Supplied passage ->
# What DID a 2x4 Cost in 2019?



## wilschroter

Like everyone else, I'm trying to time the build of a new house around the cost of materials.

I watch the commodity prices like a hawk, but was trying to remember what a 2×4 @ 8ft USED to cost pre pandemic.

In the Midwest at Home Depot the current cost is $3.75 as of August, 2021.

Anyone have a sense for what they used to cost?

https://www.homedepot.com/p/2-in-x-4-in-x-96-in-Prime-Whitewood-Stud-058449/312528776


----------



## bigblockyeti

You're certainly not in the same boat. While I can't remeber exactly what various sizes of 2x* lumber cost in '19 I do remember buying maybe a couple dozen 2×4 at some unmemorable price and a dozen or so sheets of 7/16" x 4' x 8' OSB for $8.95/sheet in 3/19 for building garage shelving.


----------



## rwe2156

They were around 3 bucks.


----------



## therealSteveN

Last home I built for us was in 1980 2×4's were right at $1.79

Not long after we were done the cost bumped to $2.39

Between then and until recently they were fairly steady from $2.39 to around $2.69

Covid pricing sorta changed that gentle upswing in pricing. At least in SW Ohio where I am, at no time during this supposed "shortage" due to Covid were any of the local building supplies short of inventory, so the BS story I keep hearing as being responsible for the price changes is just that, BS.

Somebody at Lumber central said, finally we gettin us a pay raise. Gonna blame it on Covid.


----------



## MadMark

My purchase history shows the price for a 2×4x8 stable at HD for $3.11 each since, umm, 2016?


----------



## 1thumb

About half of todays price

https://fred.stlouisfed.org/series/WPU081106013


----------



## xedos

$3 seems to be my recollection.


----------



## WoodenDreams

I was paying $1.99 for construction grade 2×4x86 two years ago. The boards were stamped "made in Canada". At the same time I was paying $2.59 for the boards milled here in the Black Hills.


----------



## hotbyte

Found a receipt for Aug 2019…2×4x8 was $3.05. They're $3.35 today.


----------



## CaptainKlutz

Started building a small shed in Jan of 2020 just before lock downs started. Have a receipt from Feb that I paid 2.89 for 'premium' kiln dried Doug Fir 2×4x8 studs. The 'white wood' was cheaper, but inventory at the time was twisted mess, and not worth savings.

Bought a couple 2×4x8 sticks last week of Doug Fir, and paid $3.75. 
Noticed that white wood was more expensive now, priced at $4.25?

By my feeble memory, and calculation; current prices are ~20-25% above pre-Covid prices.

FWIW - Seem to remember paying ~$2.50 in early 2019 for 2×4x8?

Your tasks ->
**A.** Answer these from the forum thread on 2x4 prices:
(i) What price does the first post give for a 2×4 at Home Depot in the Midwest as of August 2021?
(ii) What did hotbyte's August 2019 receipt show for a 2×4x8?
(iii) What did bigblockyeti pay per sheet of OSB in 3/19?
**B.** Rewrite the forum thread on 2x4 prices from "## wilschroter" to "of August, 2021.", changing "Home Depot" to "the lumber yard".
The records are separate material and have nothing to do with the forum thread.

(Saved entries)
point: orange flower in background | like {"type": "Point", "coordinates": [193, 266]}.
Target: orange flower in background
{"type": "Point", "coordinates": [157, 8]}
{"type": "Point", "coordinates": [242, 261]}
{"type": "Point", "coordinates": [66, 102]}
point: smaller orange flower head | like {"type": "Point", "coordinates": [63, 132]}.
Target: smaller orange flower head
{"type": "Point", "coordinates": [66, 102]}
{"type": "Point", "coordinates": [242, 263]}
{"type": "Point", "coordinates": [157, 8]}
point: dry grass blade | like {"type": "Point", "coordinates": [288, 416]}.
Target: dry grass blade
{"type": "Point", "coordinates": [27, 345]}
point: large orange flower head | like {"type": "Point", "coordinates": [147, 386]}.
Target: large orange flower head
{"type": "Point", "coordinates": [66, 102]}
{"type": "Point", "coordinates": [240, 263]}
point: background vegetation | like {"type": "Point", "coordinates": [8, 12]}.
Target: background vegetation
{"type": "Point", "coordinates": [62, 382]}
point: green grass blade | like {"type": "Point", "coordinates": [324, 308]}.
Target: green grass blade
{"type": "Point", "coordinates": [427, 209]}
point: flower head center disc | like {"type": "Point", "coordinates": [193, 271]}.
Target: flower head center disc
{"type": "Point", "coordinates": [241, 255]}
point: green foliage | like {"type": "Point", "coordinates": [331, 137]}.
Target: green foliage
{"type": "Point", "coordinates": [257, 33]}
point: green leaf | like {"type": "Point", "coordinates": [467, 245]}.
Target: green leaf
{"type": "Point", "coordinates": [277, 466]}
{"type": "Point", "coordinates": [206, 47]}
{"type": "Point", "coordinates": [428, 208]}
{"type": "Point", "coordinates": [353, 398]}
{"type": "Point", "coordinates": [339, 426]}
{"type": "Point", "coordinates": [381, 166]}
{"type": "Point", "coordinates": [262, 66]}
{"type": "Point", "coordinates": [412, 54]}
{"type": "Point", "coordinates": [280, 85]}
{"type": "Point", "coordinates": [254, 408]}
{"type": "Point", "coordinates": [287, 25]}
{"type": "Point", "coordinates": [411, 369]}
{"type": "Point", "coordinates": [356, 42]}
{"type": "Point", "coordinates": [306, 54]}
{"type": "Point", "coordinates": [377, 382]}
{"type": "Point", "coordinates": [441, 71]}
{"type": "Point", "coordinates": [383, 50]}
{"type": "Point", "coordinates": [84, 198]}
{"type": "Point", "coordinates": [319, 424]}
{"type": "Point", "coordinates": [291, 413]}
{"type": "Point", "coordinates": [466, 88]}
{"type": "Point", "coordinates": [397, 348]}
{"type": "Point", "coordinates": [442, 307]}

Solutions to the problems ->
**A.**
(i) $3.75
(ii) $3.05
(iii) $8.95

**B.**
## wilschroter

Like everyone else, I'm trying to time the build of a new house around the cost of materials.

I watch the commodity prices like a hawk, but was trying to remember what a 2×4 @ 8ft USED to cost pre pandemic.

In the Midwest at the lumber yard the current cost is $3.75 as of August, 2021.